* Position identification records

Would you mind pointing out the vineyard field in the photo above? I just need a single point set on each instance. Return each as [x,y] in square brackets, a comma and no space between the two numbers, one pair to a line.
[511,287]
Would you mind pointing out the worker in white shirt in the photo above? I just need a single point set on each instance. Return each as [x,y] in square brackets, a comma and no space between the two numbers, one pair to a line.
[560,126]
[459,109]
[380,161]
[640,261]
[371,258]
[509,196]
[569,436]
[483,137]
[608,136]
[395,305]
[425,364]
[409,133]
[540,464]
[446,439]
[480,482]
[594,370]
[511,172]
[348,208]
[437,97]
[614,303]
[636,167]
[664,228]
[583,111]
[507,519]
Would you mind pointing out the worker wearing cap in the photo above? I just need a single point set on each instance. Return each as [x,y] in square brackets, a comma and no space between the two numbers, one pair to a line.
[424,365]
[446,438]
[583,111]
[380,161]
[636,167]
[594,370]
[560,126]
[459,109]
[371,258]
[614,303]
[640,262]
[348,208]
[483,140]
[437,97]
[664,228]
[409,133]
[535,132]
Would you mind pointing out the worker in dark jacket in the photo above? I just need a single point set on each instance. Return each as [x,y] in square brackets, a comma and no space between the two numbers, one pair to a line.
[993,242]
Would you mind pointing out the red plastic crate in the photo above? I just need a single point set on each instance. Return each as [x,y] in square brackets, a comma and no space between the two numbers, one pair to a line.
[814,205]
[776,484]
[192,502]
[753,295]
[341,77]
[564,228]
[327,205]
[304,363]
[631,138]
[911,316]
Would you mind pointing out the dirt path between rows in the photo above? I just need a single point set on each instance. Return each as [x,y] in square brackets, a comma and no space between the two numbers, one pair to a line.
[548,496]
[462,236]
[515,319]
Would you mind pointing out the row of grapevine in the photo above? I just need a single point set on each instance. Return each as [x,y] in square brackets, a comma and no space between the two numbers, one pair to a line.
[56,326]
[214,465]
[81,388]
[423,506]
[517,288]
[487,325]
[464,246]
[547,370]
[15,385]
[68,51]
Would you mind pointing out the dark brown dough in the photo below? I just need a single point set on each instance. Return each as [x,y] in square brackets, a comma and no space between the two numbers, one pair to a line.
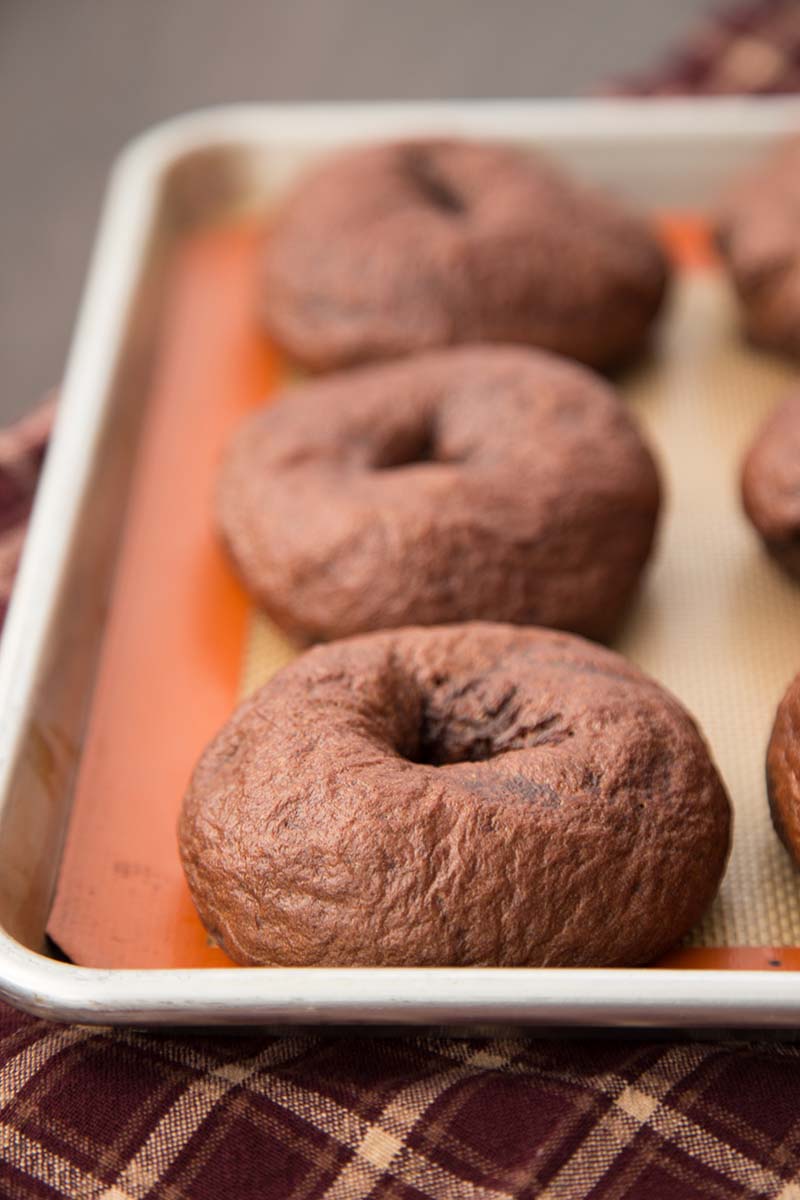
[488,483]
[770,484]
[783,771]
[407,246]
[759,238]
[473,795]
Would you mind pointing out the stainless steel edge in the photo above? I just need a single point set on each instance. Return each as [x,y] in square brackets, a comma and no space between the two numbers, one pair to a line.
[708,139]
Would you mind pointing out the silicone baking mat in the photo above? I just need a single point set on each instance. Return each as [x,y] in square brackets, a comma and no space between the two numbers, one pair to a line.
[715,622]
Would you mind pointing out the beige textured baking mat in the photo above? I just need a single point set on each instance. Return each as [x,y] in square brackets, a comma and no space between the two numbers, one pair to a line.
[716,622]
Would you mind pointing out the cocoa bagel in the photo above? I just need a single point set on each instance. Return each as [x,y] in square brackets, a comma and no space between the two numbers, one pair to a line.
[488,483]
[783,771]
[474,795]
[758,237]
[400,247]
[770,484]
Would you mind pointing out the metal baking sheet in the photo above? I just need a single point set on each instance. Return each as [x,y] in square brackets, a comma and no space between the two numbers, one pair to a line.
[209,167]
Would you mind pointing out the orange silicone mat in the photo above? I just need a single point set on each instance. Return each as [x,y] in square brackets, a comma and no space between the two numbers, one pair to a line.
[182,642]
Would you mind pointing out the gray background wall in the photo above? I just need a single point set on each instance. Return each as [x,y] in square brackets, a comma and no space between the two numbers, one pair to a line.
[80,77]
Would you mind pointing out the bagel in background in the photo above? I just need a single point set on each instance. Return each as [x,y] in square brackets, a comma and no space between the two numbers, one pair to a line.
[400,247]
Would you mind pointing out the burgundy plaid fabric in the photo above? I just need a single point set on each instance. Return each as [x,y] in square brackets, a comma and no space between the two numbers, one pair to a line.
[753,48]
[119,1114]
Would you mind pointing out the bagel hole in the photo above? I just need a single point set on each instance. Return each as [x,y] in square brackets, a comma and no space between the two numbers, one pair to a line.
[432,186]
[409,450]
[445,738]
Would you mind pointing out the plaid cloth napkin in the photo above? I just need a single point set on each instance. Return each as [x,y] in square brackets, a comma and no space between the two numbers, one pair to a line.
[119,1114]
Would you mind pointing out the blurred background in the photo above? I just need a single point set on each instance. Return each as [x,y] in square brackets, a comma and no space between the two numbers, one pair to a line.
[78,78]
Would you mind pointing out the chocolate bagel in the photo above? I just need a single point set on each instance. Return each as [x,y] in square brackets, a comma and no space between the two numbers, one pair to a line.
[783,771]
[770,484]
[758,235]
[487,483]
[407,246]
[474,795]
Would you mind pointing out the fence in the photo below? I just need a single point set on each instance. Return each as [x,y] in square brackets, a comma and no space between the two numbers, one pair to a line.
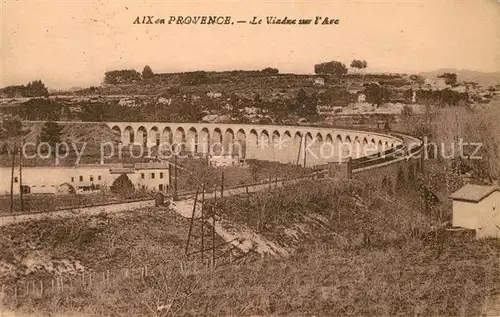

* CHALLENGE
Filter the listing above, keeping only the lines that contain the string "stainless", and copy each of those lines out in full. The match is case-sensitive.

* RESPONSE BELOW
Would you mind pointing out the stainless steel edge in the photo above? I just need a single point set on each instance. Return each as [x,y] in square brackets, a comma and no space between the two numbers, one pair to a line.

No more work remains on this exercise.